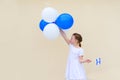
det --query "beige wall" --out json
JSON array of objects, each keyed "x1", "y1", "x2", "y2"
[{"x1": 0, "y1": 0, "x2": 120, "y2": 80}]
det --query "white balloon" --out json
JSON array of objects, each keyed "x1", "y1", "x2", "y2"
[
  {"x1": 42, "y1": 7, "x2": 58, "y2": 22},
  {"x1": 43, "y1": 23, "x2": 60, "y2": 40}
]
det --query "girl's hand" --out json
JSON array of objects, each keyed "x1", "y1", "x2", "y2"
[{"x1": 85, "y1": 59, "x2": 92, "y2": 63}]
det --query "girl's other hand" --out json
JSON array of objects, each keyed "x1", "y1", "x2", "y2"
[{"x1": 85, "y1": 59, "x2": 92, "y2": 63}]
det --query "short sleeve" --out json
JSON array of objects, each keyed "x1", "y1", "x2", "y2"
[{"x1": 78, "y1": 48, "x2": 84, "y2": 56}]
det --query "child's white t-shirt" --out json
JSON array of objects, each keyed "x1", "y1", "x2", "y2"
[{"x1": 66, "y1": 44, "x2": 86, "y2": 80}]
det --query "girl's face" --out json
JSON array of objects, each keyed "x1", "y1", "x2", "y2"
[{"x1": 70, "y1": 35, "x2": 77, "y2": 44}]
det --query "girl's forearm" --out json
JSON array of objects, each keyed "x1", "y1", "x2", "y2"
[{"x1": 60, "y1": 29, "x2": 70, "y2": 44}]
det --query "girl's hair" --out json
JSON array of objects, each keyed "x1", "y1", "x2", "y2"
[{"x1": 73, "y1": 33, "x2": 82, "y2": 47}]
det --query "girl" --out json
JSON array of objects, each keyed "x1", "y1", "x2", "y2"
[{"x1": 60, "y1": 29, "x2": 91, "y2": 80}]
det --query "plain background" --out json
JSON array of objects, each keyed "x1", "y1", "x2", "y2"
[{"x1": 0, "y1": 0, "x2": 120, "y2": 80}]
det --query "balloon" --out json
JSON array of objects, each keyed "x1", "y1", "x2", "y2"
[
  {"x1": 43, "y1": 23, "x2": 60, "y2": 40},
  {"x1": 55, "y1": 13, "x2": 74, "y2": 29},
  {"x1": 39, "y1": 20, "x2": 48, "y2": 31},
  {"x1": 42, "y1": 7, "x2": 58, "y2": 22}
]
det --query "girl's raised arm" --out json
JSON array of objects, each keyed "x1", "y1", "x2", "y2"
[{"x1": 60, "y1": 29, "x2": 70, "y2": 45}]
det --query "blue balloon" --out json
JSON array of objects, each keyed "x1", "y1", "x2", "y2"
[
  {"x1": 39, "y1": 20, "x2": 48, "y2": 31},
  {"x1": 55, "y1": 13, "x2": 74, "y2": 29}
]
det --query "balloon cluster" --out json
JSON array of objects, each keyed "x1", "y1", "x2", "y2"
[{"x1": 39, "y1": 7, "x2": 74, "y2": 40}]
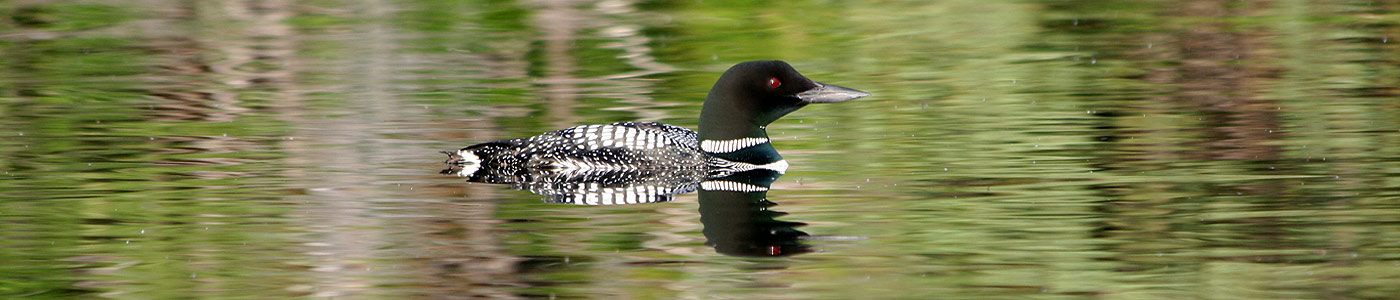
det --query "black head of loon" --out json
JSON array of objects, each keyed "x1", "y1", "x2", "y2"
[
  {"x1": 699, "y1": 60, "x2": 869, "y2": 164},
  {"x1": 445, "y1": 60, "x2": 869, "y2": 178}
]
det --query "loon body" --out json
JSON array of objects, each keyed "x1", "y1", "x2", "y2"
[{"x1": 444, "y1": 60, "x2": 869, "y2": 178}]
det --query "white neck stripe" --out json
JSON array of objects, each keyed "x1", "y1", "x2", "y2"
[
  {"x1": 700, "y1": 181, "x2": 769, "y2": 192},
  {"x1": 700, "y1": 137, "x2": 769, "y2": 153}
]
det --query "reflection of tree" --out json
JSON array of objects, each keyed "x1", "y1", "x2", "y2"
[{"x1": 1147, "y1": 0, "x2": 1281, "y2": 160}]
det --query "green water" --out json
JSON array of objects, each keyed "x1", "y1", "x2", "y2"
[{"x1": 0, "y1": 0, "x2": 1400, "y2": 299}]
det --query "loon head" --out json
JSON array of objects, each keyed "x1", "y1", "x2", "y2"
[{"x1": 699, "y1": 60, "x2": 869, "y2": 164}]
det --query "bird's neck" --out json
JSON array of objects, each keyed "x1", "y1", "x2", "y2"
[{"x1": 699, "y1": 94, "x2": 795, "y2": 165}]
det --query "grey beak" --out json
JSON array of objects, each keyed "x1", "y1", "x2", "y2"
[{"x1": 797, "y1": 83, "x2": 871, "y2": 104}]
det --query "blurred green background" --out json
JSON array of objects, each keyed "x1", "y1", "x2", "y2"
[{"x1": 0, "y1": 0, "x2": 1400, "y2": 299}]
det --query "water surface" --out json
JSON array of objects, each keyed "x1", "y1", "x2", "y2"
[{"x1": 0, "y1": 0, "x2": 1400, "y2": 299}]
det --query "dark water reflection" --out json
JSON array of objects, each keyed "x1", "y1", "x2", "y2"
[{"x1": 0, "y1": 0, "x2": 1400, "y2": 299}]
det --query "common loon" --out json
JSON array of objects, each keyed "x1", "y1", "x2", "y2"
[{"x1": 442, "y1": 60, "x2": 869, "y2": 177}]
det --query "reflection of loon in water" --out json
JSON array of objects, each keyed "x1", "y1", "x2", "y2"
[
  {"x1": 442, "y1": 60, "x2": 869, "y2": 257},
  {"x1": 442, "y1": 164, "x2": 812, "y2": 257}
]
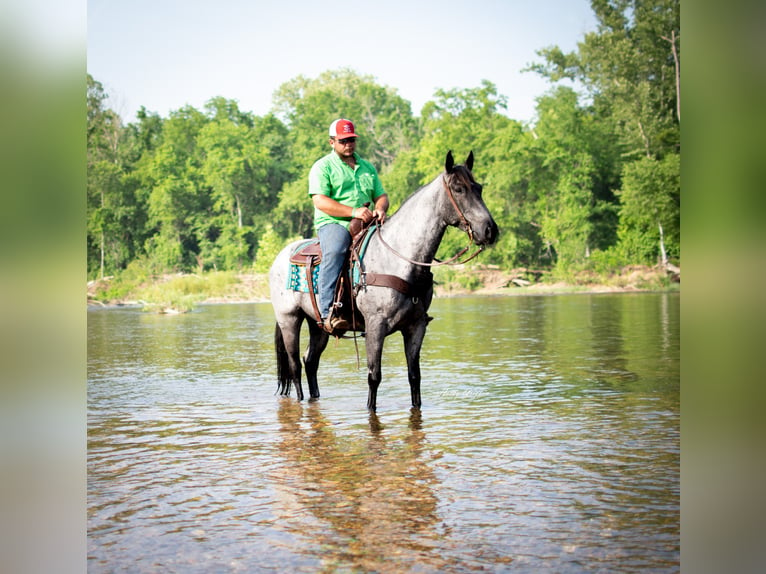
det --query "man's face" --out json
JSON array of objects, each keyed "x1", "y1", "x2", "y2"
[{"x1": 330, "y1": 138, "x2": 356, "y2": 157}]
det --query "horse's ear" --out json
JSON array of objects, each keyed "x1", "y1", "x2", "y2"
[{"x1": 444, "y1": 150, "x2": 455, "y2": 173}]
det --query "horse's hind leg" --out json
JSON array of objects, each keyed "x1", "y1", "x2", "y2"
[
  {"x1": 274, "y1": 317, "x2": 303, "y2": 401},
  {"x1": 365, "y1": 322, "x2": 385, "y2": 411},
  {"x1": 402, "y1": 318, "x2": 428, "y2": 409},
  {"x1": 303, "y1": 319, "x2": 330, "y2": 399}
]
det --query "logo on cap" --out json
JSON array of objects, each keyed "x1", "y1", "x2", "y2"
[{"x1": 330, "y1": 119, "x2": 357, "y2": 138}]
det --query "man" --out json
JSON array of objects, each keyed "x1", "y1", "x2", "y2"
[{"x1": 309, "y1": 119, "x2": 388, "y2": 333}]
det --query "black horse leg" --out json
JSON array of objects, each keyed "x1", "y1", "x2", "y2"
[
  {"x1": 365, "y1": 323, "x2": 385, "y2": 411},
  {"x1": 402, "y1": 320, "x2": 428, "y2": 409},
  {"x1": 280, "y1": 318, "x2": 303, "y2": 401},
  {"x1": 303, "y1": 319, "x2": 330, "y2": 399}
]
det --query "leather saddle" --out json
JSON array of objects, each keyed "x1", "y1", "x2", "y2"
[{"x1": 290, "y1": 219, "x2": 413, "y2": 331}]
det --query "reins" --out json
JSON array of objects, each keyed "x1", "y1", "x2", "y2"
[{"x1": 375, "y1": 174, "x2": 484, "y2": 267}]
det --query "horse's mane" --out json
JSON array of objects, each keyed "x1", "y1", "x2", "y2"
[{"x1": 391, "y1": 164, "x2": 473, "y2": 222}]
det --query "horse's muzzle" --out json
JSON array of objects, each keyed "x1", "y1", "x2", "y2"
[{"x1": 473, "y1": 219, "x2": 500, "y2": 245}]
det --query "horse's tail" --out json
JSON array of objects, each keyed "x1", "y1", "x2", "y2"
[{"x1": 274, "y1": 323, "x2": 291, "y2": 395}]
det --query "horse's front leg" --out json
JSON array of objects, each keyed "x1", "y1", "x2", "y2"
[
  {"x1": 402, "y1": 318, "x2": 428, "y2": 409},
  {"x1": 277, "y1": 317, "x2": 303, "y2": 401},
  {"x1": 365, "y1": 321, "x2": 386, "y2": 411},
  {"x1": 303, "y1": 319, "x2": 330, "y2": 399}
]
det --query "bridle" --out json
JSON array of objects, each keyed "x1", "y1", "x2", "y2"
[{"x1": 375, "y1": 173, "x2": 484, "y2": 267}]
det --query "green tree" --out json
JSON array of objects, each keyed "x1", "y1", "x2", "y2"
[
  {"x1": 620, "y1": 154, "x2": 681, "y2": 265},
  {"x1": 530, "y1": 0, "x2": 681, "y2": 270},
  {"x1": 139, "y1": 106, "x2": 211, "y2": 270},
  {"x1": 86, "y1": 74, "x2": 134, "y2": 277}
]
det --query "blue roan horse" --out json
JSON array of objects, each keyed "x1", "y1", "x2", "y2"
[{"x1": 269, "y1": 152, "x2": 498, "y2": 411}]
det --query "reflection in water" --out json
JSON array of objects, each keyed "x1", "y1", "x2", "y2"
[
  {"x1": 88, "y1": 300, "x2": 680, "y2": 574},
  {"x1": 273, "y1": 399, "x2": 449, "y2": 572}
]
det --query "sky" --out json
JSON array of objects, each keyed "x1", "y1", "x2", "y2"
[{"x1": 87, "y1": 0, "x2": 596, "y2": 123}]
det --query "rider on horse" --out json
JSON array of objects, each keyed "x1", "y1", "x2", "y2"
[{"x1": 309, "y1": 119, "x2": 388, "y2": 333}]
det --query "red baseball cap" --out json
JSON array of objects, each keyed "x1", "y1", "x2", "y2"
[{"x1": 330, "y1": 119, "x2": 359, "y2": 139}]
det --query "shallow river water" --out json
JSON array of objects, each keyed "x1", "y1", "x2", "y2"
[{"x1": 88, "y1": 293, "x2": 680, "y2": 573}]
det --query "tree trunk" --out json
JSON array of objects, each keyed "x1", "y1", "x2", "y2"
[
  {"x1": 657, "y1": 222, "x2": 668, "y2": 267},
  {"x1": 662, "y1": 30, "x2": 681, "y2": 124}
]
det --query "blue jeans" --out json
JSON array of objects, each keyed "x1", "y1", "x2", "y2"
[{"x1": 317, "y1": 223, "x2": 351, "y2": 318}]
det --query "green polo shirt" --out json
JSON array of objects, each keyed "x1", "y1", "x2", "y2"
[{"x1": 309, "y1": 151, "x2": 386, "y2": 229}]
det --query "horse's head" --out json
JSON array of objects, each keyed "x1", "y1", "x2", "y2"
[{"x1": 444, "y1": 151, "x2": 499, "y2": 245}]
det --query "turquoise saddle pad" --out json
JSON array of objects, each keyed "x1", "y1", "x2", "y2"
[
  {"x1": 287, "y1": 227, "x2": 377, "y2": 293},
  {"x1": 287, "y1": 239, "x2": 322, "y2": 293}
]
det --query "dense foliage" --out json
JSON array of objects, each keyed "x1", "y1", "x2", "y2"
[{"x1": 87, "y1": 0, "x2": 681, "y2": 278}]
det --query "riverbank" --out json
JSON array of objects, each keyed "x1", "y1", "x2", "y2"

YOUR INSTRUCTIONS: Display each line of the material above that contains the word "blue".

EXERCISE OUTPUT:
det --query "blue balloon" --out json
det --query "blue roan horse" --out json
det --query "blue jeans" --out json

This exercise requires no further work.